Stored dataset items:
※

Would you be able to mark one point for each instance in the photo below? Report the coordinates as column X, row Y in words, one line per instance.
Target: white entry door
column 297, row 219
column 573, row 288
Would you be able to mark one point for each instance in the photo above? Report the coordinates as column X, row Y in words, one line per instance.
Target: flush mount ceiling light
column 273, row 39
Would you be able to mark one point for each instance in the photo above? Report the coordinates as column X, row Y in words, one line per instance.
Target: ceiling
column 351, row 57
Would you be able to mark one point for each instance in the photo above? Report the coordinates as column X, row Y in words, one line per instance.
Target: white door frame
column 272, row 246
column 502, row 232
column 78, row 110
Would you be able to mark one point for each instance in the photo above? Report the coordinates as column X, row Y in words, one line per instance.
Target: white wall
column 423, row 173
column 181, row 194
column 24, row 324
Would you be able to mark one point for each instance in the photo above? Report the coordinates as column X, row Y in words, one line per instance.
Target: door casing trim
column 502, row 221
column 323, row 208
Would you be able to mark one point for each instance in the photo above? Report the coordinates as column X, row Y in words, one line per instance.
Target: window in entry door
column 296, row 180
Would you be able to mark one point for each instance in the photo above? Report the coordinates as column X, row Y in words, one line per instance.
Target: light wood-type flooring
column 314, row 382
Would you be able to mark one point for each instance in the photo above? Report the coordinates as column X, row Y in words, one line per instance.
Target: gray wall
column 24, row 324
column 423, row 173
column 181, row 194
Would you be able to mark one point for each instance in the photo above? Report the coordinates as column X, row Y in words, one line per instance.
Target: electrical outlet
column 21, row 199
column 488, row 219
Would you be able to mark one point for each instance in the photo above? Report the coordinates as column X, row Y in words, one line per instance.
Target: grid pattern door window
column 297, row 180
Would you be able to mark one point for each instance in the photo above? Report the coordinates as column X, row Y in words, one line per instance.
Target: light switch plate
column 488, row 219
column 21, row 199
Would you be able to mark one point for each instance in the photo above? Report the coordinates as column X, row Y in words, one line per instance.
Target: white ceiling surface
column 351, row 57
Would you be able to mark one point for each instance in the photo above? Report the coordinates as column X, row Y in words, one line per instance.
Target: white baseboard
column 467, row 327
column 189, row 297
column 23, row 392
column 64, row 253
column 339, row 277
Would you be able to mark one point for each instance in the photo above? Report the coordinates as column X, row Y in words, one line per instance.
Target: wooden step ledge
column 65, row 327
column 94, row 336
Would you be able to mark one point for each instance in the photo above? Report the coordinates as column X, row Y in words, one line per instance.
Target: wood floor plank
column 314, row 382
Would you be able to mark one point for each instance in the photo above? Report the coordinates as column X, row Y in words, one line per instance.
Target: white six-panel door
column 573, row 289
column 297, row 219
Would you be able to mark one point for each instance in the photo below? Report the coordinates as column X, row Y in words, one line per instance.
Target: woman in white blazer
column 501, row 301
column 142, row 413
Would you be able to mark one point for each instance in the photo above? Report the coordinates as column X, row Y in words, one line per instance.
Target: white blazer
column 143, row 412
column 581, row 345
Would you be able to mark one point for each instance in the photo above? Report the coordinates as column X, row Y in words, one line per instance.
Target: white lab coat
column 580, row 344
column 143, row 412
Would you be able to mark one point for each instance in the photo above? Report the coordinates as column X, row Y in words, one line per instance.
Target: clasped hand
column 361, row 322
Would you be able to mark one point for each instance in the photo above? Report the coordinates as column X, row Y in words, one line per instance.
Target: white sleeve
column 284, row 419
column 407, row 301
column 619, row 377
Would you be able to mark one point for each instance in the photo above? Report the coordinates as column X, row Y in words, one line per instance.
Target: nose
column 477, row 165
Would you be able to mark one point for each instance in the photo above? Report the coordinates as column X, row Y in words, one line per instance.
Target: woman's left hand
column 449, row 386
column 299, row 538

※

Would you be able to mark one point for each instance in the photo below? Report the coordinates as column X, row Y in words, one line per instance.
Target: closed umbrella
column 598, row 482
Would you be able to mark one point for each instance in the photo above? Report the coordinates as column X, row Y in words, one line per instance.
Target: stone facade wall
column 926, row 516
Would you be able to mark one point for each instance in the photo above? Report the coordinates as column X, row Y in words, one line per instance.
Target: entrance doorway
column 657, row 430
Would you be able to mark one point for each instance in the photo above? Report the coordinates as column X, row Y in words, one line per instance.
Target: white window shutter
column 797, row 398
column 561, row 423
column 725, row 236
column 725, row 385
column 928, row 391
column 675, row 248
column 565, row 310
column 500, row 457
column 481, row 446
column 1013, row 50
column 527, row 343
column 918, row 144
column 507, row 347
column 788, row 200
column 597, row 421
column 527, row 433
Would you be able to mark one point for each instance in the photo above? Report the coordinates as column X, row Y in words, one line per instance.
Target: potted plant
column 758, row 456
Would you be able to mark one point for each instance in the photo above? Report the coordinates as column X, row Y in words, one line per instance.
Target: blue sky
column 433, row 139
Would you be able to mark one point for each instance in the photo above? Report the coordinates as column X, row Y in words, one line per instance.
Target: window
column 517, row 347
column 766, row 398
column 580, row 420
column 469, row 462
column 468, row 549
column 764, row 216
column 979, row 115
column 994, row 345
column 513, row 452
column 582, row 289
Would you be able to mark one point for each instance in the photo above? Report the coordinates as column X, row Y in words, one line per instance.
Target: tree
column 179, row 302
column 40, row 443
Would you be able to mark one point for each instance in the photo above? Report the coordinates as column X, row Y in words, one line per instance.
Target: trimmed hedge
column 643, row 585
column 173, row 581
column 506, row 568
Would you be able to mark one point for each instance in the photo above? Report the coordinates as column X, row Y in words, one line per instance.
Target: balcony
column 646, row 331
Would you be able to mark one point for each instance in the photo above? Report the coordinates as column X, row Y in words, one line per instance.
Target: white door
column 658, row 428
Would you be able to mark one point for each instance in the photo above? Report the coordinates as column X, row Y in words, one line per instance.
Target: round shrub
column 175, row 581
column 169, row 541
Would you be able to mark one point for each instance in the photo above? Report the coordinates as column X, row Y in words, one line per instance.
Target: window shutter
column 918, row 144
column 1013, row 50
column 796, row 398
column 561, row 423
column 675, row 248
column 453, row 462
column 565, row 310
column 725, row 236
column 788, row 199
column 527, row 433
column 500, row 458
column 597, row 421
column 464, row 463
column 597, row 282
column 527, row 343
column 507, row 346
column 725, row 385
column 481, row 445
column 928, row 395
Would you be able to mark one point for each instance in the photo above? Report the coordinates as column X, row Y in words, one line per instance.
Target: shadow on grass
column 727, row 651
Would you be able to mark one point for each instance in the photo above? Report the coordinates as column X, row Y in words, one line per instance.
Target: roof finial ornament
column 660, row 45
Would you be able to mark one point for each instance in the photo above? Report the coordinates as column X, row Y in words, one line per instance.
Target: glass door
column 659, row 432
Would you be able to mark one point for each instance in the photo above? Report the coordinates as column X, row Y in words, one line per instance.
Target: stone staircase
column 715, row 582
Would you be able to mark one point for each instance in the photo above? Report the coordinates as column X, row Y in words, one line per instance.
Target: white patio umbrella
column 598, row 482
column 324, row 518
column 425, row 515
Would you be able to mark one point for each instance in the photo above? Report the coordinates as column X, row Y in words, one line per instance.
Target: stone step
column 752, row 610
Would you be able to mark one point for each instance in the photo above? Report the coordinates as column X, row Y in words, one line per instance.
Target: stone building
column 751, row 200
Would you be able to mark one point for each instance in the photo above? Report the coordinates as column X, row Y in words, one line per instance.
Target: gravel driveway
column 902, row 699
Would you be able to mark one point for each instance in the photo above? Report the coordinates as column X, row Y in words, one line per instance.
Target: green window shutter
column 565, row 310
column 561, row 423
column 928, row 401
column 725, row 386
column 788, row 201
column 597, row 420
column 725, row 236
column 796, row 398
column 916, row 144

※

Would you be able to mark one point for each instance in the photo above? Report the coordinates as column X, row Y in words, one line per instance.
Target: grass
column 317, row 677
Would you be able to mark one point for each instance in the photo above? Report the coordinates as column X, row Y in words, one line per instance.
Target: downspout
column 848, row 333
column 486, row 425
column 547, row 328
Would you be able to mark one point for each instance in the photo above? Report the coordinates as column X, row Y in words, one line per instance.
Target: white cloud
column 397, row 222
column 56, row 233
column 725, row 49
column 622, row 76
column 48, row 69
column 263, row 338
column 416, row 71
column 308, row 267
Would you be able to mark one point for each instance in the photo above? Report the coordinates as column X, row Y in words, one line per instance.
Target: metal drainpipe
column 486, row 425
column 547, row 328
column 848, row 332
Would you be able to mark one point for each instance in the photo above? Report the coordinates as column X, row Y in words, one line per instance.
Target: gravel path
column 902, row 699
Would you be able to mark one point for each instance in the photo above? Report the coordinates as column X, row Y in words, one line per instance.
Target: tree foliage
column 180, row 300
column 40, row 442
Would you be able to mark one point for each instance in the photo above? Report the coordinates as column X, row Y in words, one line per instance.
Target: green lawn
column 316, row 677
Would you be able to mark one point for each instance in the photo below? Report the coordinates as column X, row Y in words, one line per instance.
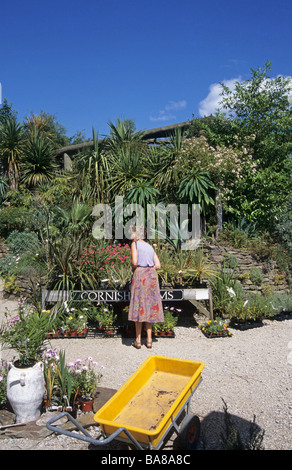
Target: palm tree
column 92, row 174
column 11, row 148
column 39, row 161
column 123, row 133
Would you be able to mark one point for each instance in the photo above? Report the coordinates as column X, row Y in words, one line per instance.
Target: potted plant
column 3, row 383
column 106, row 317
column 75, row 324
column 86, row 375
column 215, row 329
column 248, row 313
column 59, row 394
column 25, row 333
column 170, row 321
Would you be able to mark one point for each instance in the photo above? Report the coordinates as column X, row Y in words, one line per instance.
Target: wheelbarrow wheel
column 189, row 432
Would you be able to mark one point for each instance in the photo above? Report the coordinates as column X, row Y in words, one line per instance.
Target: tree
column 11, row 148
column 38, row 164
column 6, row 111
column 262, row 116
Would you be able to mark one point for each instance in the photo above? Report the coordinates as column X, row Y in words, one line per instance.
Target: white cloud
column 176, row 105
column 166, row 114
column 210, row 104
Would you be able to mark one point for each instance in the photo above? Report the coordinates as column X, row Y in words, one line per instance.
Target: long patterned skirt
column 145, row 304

※

(Directive):
Return every line of the lines above that contains the string "grass", treating uppercase and lowercase as different.

(Solution):
Target: shadow on grass
Target: grass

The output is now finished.